Aufgabe a: Schreiben Sie aus dem Dokumenttext den Abschnitt ab, der mit „Hintergrund“ beginnt und bis einschließlich „diese Tatsachen berücksichtigen.“ reicht.

Dokumenttext:

□ □ □ □

11.03.2021

Überspannte Substantiierungsanforderungen stellen eine Verletzung des Anspruchs auf rechtliches Gehör dar – BGH, Beschluss vom 28.07.2020 – VI ZR 300/18

Autoren: Georg Zander und Helena Gallinger

Hintergrund

Im zivilrechtlichen Gerichtsverfahren gilt der Beibringungsgrundsatz. Danach haben die Parteien sämtliche entscheidungserheblichen Tatsachen selbstständig in den Prozess einzuführen. Bei seiner Entscheidungsfindung darf das Gericht dann auch nur diese Tatsachen berücksichtigen.

Daneben haben die Gerichte den Parteien rechtliches Gehör zu gewähren. Dieser Anspruch ist grundgesetzlich in Art. 103 Abs. 1 GG, sowie europarechtlich in Art. 6 Abs. 1 EMRK verankert. Er ist Ausfluss des Rechtsstaatlichkeitsprinzips aus Art. 20 Abs. 3 GG und umfasst neben der Anhörung auch die inhaltliche Würdigung und Berücksichtigung des Parteivortrags bei der Entscheidungsfindung.

□ □ □ □

Eingabezeilen:
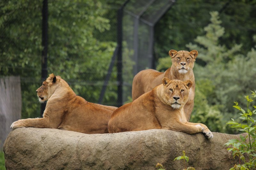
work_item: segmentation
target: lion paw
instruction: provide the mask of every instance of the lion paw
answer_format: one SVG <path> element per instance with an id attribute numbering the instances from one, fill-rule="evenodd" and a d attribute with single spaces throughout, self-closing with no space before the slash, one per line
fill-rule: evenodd
<path id="1" fill-rule="evenodd" d="M 209 129 L 203 130 L 202 131 L 202 133 L 204 135 L 204 136 L 208 139 L 212 138 L 213 137 L 213 135 L 212 135 L 212 132 L 210 131 Z"/>
<path id="2" fill-rule="evenodd" d="M 22 123 L 22 120 L 19 120 L 12 123 L 11 125 L 11 128 L 14 130 L 19 128 L 25 127 L 25 126 Z"/>

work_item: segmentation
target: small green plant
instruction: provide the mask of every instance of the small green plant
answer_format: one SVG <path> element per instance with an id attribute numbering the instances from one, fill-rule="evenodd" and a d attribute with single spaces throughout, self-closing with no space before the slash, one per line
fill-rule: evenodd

□ □ □ □

Aufgabe b: Geben Sie alle Datensätze erneut wieder und setzen Sie dabei „task_type“ an die Stelle von „work_item“, ohne sonst etwas zu ändern. Lassen Sie die Bilder weg.

Lösung a:
Hintergrund

Im zivilrechtlichen Gerichtsverfahren gilt der Beibringungsgrundsatz. Danach haben die Parteien sämtliche entscheidungserheblichen Tatsachen selbstständig in den Prozess einzuführen. Bei seiner Entscheidungsfindung darf das Gericht dann auch nur diese Tatsachen berücksichtigen.

Lösung b:
task_type: segmentation
target: lion paw
instruction: provide the mask of every instance of the lion paw
answer_format: one SVG <path> element per instance with an id attribute numbering the instances from one, fill-rule="evenodd" and a d attribute with single spaces throughout, self-closing with no space before the slash, one per line
fill-rule: evenodd
<path id="1" fill-rule="evenodd" d="M 209 129 L 203 130 L 202 131 L 202 133 L 204 135 L 204 136 L 208 139 L 212 138 L 213 137 L 213 135 L 212 135 L 212 132 L 210 131 Z"/>
<path id="2" fill-rule="evenodd" d="M 22 123 L 22 120 L 19 120 L 12 123 L 11 125 L 11 128 L 14 130 L 19 128 L 25 127 L 25 126 Z"/>

task_type: segmentation
target: small green plant
instruction: provide the mask of every instance of the small green plant
answer_format: one SVG <path> element per instance with an id attribute numbering the instances from one, fill-rule="evenodd" and a d attribute with single spaces throughout, self-closing with no space before the slash, one per line
fill-rule: evenodd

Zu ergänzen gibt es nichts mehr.